(Point localization data)

[Start of section]

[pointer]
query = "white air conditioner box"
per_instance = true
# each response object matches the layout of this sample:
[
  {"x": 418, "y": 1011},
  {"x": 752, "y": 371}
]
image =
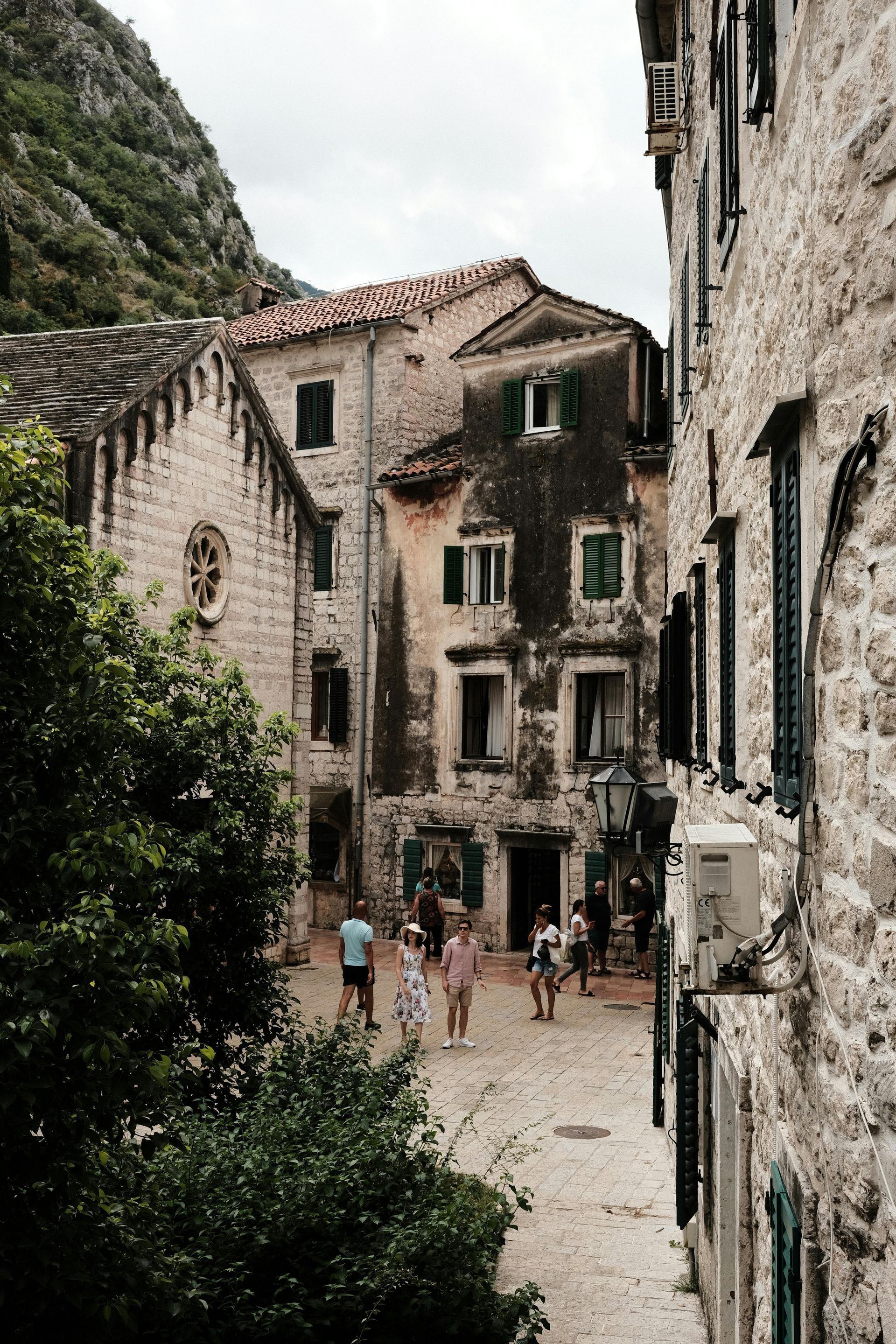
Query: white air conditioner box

[End of section]

= Task goal =
If a line in the records above includes the string "white", copy it.

= Solution =
query = "white air conditioner box"
Query: white air conditioner box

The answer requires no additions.